■ **Trecho selecionado**:
::::

Segundo Paul Salem, diretor do Centro Carnegie para o Oriente Médio em Beirute, o Hezbollah poderá agir de forma violenta e desestabilziar a segurança interna do país, dadas as tensões recentes com Israel e a possibilidade de que alguns de seus membros sejam acusados de participação na morte de Hariri. "O próprio tribunal aparentemente chegou a essa conclusão de que um indiciamento do Hezbollah será o pior cenário posssível. E isto, no mínimo, provocará uma enorme crise no governo, com sua possível dissolução", explicou Salem.
O Hezbollah e seus aliados fazem parte do governo de união nacional no Líbano e, recentemente, o líder do grupo, Hassan Nasrallah, advertiu o governo para graves consequências se aceitasse o resultado do tribunal, que ele considerava agir de forma "politizada". Em um discurso, no dia 16 de julho, Nasrallah revelou que havia sido informado de que o tribunal indiciaria membros do Hezbollah por envolvimento na morte de Hariri. Nasrallah também declarou que foi o atual premiê libanês, Saad al-Hariri, filho do líder morto, que o informou dos indiciamentos, embora o tribunal tenha se recusado a comentar sobre os rumores. "Esse tribunal não tem legitimidade pois faz o trabalho dos Estados Unidos e Israel", disse ele.
Ele também disse que não entregaria membros de seu grupo ao governo libanês caso fossem formalmente acusados. E criticou alguns políticos libaneses por equivocadamente acusar a Síria de participação no atentado. A Síria, uma aliada do Hezbollah, foi acusada durante muito tempo pela morte de Hariri, o que sempre foi negado pelo governo sírio. A pressão internacional após o atentado fez com que o país retirasse suas tropas do solo libanês e encerrasse 29 anos de ocupação militar.

::::

■ **Seção de dados**:
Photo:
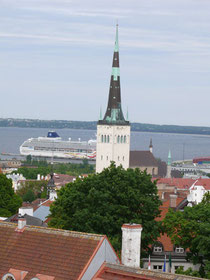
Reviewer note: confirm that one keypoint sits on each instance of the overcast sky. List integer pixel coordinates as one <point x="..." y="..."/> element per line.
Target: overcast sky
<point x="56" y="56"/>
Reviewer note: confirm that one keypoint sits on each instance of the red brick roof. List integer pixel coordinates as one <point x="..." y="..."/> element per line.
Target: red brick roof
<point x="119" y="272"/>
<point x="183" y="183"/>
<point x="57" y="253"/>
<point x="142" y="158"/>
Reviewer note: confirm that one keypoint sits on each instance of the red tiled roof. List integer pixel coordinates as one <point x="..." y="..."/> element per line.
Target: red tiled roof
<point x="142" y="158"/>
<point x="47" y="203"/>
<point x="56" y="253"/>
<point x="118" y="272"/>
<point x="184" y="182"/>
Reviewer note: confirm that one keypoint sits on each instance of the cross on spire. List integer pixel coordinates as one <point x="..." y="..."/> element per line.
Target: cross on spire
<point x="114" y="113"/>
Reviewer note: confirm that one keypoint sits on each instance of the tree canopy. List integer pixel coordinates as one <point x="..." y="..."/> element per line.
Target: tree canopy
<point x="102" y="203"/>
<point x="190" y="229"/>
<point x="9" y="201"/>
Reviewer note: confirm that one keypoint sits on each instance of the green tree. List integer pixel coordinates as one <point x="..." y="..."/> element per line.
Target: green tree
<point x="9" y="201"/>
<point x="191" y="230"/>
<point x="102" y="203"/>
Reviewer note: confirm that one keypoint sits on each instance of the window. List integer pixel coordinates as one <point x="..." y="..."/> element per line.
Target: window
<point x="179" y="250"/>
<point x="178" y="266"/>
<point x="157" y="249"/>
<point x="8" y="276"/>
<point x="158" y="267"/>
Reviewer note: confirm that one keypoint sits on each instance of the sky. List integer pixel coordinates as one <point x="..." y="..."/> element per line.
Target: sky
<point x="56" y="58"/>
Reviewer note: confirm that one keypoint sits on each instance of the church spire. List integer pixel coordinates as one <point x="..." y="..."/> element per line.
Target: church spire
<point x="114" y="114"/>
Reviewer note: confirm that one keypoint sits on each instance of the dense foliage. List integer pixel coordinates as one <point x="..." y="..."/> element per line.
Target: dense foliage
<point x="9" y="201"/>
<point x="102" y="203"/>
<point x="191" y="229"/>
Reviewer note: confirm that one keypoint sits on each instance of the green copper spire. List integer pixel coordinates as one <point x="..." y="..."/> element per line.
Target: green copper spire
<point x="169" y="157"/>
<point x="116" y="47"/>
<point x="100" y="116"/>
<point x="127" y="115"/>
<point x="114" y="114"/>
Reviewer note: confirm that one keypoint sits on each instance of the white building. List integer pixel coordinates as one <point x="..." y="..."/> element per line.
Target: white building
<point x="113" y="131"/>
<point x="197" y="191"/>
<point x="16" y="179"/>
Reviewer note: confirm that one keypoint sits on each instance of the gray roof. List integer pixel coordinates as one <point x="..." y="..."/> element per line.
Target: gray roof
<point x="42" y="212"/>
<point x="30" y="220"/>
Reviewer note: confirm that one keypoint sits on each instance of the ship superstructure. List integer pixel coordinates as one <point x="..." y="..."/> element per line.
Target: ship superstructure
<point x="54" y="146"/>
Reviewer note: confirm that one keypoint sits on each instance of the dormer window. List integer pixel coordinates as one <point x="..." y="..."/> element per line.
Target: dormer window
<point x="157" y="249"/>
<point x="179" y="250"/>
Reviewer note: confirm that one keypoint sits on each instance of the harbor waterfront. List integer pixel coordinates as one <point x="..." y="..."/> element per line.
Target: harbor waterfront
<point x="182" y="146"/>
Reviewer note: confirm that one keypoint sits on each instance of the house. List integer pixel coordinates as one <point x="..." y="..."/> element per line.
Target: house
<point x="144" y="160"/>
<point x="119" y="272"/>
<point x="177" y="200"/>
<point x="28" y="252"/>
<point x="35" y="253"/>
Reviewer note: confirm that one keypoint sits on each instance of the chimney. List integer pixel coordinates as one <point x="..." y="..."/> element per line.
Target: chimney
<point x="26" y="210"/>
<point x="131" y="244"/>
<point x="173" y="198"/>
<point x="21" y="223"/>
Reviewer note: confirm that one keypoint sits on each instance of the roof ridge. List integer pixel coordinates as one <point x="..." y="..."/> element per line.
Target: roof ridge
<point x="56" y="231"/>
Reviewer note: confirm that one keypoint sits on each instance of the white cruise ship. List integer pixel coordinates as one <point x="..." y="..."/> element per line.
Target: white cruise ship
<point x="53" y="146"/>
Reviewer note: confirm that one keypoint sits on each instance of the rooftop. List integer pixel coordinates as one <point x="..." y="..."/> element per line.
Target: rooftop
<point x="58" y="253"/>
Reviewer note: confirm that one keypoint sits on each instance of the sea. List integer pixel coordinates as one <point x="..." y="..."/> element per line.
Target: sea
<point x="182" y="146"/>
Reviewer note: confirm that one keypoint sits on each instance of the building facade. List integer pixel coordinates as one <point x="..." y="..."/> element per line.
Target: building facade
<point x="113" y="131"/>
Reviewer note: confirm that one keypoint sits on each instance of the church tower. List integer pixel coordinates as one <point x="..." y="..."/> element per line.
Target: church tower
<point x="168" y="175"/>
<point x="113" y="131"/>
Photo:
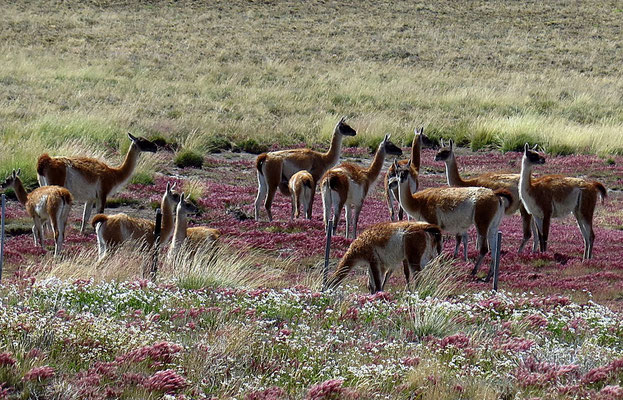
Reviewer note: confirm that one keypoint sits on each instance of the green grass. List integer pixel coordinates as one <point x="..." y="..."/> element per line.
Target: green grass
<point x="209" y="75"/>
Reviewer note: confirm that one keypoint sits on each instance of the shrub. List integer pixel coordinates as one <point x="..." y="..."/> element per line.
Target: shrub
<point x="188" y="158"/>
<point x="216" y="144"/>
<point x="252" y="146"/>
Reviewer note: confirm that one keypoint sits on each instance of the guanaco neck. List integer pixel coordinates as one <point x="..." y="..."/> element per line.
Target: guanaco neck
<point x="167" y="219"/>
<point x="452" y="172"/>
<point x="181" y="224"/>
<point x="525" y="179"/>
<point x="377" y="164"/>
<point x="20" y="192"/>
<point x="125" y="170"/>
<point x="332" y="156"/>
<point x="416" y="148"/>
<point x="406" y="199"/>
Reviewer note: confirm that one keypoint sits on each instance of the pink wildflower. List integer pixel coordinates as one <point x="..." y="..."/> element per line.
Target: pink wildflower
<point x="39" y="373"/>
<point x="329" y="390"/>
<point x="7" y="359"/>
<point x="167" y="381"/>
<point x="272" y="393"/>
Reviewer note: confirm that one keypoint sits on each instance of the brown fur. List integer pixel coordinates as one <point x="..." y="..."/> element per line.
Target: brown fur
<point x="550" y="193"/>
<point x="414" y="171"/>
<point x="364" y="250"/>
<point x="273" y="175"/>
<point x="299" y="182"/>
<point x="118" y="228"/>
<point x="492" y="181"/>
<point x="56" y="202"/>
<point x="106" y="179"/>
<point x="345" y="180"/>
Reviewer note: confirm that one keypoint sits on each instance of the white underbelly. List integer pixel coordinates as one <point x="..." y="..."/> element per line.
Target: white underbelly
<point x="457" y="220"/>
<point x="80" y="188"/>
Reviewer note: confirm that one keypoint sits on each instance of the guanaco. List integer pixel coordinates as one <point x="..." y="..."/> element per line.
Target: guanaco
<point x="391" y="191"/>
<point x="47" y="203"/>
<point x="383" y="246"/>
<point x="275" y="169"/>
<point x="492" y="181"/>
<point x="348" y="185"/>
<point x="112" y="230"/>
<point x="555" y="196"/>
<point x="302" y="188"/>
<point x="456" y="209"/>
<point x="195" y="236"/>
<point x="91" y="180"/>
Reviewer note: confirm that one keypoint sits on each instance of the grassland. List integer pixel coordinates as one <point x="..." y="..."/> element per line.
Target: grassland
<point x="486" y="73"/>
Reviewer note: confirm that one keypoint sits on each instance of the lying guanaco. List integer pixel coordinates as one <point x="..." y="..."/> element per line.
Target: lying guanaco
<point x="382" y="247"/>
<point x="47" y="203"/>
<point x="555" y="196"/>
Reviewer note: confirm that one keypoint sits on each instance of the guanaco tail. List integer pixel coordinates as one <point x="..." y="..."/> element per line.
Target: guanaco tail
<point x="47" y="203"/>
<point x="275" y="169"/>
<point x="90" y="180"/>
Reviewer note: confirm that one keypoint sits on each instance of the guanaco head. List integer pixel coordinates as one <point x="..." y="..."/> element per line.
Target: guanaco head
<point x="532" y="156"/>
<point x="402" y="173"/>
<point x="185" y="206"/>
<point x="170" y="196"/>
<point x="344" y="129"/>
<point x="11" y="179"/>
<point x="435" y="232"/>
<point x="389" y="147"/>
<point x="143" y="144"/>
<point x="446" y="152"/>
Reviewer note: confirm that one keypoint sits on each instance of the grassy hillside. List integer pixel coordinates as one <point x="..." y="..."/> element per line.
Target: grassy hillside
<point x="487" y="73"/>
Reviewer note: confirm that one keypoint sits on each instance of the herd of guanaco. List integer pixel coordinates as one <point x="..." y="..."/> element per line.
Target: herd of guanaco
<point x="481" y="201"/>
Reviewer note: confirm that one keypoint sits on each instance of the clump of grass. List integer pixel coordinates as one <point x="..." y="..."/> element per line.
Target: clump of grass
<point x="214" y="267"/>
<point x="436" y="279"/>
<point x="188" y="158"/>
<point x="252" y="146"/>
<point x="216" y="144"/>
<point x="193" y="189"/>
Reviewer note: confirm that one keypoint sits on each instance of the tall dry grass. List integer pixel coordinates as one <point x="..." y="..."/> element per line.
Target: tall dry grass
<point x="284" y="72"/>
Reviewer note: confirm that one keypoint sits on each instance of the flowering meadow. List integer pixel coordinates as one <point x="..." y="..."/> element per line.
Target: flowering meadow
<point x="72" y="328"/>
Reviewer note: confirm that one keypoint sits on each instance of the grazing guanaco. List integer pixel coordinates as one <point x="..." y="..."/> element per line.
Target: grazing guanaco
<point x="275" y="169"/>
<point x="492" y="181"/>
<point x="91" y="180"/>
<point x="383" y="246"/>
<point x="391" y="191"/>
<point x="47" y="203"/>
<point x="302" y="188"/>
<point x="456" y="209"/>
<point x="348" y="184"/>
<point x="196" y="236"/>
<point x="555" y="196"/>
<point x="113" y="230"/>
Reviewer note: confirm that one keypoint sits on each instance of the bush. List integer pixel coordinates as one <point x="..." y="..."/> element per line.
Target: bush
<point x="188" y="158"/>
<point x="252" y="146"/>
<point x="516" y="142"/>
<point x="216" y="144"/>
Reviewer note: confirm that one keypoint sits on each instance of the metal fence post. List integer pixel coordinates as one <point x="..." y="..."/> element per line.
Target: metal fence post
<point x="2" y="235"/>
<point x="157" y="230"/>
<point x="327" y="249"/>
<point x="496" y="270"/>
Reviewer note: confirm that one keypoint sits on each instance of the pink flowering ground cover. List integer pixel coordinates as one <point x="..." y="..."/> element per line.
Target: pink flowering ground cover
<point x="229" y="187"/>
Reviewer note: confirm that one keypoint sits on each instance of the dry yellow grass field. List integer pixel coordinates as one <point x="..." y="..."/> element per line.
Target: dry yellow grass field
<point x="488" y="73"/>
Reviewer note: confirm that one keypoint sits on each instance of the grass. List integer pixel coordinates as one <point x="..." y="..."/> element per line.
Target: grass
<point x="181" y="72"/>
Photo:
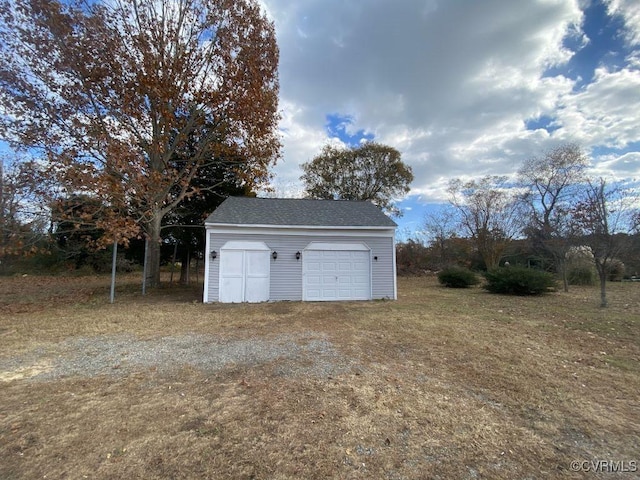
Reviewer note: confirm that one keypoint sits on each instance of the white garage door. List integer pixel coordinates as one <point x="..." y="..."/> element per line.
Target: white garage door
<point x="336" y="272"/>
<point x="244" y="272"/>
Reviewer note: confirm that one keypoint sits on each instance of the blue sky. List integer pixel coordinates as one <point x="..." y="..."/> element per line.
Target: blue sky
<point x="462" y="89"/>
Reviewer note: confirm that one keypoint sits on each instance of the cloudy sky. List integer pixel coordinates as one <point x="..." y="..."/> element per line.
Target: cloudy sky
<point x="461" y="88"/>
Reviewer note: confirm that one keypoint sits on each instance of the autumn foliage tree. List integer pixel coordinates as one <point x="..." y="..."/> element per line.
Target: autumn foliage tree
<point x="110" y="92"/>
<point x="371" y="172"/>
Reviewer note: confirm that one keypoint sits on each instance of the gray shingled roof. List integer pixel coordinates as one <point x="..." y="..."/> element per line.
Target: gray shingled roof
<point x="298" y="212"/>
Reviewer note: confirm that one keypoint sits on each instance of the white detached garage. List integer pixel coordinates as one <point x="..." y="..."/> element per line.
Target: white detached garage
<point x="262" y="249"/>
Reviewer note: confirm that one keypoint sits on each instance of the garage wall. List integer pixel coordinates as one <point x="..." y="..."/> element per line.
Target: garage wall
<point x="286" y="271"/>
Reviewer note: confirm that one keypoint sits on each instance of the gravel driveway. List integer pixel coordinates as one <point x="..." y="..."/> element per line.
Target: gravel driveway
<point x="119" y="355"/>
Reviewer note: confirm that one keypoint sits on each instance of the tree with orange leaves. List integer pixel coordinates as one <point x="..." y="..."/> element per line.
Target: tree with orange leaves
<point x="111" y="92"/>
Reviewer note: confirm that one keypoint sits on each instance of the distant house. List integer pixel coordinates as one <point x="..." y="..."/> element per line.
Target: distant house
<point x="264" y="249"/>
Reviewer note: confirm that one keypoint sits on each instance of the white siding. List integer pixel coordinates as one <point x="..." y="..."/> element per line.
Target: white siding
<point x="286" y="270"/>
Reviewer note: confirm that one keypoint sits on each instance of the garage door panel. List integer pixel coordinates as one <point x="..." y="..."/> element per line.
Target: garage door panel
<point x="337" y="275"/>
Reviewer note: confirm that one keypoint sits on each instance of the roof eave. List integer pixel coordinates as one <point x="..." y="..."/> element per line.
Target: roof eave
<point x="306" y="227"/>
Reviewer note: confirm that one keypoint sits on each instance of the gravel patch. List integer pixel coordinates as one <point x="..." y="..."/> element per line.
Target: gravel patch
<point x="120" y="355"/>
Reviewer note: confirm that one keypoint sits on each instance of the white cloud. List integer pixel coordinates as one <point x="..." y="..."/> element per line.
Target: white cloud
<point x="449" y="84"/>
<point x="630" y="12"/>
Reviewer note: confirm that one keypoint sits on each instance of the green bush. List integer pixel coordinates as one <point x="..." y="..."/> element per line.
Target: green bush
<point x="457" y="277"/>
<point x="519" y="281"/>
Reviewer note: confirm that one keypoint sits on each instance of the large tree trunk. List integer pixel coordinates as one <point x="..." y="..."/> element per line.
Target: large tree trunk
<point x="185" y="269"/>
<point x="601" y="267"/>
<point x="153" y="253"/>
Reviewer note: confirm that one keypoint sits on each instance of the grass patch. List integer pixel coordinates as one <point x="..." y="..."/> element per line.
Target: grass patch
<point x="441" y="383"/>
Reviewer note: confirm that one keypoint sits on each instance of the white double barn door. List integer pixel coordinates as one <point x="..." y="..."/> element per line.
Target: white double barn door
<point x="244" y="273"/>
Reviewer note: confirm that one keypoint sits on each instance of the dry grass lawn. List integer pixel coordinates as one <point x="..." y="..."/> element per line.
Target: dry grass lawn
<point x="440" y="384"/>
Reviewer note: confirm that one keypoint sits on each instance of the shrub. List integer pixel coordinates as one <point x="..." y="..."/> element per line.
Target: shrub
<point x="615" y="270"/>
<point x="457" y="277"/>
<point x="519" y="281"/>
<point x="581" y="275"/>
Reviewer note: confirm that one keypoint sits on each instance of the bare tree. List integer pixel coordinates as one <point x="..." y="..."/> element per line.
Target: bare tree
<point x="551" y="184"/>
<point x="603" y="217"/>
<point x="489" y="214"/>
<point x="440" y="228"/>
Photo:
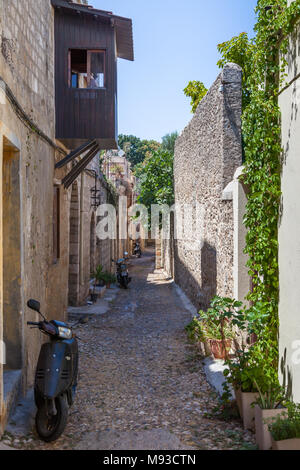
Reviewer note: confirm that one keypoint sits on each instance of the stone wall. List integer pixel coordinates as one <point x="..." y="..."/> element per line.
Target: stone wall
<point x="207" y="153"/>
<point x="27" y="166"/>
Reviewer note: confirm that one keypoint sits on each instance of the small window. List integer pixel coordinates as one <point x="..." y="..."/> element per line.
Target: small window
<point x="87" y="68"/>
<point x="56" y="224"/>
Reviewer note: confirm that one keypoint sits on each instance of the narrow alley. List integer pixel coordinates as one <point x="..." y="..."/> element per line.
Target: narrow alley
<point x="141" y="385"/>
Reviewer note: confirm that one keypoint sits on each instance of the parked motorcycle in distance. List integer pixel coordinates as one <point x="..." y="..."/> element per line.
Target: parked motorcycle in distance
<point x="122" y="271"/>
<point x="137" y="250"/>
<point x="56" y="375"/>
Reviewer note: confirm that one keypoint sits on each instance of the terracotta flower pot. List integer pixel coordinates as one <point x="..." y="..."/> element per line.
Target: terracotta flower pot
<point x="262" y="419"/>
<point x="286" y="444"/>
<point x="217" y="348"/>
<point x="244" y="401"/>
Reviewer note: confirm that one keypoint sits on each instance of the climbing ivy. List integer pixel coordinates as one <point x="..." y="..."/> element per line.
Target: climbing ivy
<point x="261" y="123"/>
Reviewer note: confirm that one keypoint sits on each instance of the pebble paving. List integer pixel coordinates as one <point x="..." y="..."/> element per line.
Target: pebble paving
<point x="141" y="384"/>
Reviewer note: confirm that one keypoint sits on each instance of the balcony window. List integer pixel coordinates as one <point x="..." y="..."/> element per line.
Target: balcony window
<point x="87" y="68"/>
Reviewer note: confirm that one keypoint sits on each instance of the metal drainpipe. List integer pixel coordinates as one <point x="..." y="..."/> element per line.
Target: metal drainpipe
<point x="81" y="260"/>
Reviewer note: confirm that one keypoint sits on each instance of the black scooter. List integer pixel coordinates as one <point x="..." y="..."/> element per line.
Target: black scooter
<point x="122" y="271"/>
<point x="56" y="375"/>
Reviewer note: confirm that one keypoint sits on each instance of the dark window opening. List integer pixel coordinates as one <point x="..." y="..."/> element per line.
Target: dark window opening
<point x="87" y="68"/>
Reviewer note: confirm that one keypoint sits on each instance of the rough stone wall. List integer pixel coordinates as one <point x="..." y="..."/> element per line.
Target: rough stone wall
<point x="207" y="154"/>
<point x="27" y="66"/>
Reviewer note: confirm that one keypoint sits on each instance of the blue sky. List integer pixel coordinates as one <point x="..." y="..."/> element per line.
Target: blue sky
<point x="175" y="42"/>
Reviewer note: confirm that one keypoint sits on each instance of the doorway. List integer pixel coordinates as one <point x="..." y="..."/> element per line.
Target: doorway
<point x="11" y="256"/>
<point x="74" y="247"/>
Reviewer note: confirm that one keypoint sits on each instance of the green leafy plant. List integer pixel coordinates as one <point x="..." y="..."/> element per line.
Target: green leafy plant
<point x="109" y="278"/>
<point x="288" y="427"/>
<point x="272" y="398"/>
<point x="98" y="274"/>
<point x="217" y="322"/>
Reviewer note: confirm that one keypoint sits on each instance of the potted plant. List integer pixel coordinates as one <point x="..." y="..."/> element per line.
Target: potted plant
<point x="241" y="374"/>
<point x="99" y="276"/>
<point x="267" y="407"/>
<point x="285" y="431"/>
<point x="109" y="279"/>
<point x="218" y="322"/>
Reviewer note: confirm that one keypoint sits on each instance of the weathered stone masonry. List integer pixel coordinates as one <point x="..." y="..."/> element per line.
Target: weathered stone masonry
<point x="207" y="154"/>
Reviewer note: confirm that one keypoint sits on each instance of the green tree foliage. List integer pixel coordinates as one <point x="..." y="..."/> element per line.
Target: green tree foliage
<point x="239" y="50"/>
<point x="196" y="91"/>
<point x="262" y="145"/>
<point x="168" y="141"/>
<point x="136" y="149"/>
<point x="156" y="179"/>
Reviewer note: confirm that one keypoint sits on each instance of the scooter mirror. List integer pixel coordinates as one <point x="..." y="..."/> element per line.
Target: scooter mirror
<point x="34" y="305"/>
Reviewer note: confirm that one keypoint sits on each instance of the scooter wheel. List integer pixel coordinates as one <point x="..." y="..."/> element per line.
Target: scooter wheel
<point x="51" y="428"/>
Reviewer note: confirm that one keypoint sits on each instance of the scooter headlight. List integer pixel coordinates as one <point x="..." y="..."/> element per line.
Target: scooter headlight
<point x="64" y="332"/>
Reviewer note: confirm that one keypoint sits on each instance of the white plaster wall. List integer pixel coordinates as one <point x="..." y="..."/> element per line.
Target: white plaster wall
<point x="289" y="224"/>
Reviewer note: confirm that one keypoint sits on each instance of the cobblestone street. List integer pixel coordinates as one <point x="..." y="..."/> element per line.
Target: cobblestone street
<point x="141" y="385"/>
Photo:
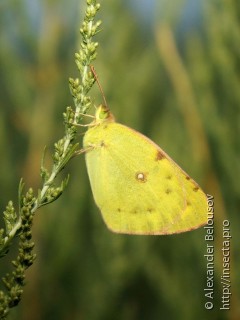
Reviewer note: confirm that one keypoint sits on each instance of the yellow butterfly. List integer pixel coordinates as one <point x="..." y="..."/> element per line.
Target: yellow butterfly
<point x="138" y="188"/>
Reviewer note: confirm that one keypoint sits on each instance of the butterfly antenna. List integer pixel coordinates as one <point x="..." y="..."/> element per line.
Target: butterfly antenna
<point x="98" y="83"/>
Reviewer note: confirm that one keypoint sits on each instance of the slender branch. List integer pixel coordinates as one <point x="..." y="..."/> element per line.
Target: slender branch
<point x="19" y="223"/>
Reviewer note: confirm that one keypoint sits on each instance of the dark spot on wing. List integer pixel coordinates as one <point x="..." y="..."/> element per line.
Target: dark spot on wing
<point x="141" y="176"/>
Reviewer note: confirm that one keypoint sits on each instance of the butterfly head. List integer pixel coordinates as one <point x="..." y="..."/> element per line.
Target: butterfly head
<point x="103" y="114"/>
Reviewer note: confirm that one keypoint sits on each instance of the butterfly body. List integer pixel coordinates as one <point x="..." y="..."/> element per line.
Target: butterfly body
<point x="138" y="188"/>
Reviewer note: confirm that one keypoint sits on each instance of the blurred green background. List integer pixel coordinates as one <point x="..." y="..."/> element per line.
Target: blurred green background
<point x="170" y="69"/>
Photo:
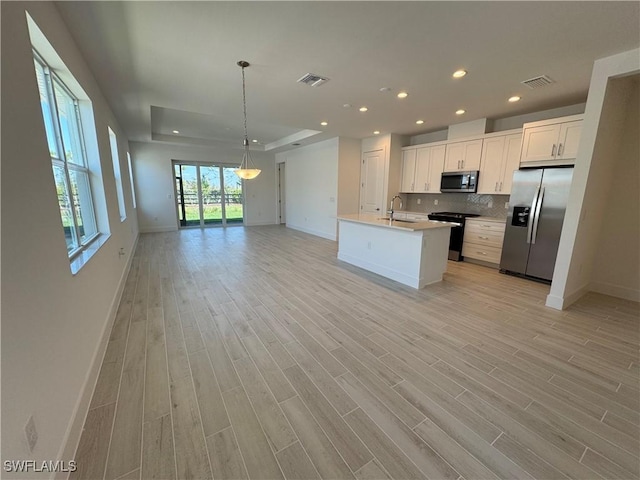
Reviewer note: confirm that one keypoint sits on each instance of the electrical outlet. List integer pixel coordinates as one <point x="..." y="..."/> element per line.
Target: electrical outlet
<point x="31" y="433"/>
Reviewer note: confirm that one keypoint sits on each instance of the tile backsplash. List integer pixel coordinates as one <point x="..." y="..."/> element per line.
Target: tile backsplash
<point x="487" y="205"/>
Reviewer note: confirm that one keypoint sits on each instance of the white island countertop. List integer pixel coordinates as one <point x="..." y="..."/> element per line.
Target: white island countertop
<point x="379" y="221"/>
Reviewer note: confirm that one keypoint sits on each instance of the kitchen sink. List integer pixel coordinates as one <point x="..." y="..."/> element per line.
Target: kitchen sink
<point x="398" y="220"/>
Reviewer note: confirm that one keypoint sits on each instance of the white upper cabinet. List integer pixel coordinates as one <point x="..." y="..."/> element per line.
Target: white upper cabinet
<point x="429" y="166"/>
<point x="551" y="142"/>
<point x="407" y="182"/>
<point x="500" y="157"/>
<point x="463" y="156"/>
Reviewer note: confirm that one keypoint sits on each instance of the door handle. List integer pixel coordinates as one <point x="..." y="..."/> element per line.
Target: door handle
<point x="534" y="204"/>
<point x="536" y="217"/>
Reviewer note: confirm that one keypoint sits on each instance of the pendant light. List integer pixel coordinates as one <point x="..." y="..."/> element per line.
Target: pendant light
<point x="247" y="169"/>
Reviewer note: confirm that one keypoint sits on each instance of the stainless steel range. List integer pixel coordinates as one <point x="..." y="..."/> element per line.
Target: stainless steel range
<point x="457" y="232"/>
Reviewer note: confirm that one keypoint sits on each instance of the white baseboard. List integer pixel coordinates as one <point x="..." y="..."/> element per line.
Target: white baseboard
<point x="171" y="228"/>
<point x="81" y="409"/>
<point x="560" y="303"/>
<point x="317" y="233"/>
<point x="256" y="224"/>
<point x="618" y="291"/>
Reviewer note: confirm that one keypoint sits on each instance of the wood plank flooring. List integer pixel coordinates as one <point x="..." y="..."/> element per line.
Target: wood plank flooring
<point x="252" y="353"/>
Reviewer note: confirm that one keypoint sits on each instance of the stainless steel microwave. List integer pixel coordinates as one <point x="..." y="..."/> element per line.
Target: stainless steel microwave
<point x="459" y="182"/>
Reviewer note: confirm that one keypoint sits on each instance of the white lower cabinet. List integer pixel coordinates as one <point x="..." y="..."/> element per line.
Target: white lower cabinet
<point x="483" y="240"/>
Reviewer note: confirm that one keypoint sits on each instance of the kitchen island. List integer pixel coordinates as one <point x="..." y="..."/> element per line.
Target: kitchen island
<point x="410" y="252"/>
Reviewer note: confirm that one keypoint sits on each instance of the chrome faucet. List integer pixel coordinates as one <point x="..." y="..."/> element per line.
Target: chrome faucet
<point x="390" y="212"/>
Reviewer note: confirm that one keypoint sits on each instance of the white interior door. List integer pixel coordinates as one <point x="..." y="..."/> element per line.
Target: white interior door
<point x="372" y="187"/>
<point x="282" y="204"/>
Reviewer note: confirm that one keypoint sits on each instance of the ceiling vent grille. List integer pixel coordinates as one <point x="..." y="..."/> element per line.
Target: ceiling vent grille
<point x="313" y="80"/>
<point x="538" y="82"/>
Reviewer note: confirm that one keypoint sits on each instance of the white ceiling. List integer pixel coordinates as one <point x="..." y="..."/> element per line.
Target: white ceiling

::::

■ **Instrução**: Dê continuidade ao trecho sobre o Hezbollah e o tribunal da morte de Hariri a partir do ponto em que ele termina. A listagem não tem relação com o trecho.

■ **Resultado final**:
O discurso de Nasrallah foi o bastante para reacender o medo no Líbano de um conflito sectário no país. O movimento político de Saad Hariri é de maioria sunita, enquanto o Hezbollah é formado por militantes xiitas. "Acho pouco provável o governo libanês ter condições de prender alguém. Na visão do Hezbollah, o governo está cooperando com um tribunal que ele vê como uma agência israelense", salientou Salem.
Aliados
A crise que se formou fez com que Árabia Saudita e Síria, dois dos mais poderosos mediadores regionais, agissem para acalmar os ânimos e tensões que já estavam se criando no Líbano. Na semana passada, o presidente sírio, Bashar al-Assad, e o rei saudita, Abdullah Bin Abdel Aziz, entraram em cena e viajaram ao Líbano para reuniões com líderes libaneses, incluindo o presidente do país, Michel Suleiman, o premiê Saad Hariri, e o presidente do parlamento, Nabih Berri. Os dois líderes pediram aos libaneses que resolvessem suas diferenças por meio das instituições e o governo de união nacional.
Entretanto, a questão que passa pela mente dos libaneses é de como ficará a estabildade e o cenário político no caso dos resultados do tribunal apontarem mesmo para o Hezbollah. Segundo Michael Young, colunista no jornal libanês The Daily Star, a sensação que ficou com as visitas de Assad e o rei Abdullah foi de que eles vieram com um pacote político para estabilizar o Líbano às custas de um trabalho mais efetivo do tribunal.
Os próprios líderes não sabem como agir com a questão. Saad Hariri enfrenta resistências dentro de seu movimento contra sua aproximação com a Síria. Por outro lado, partidos aliados do Hezbollah têm se mostrado silenciosos ou discretos sobre a possibilidade da participação de militantes do grupo xiita na morte de Hariri. "O que temos é uma bomba que pode colocar o país à beira do caos político. Sem contar o fato de que dificilmente os líderes conseguirão controlar seus militantes no caso de um conflito entre xiitas e sunitas", disse o colunista.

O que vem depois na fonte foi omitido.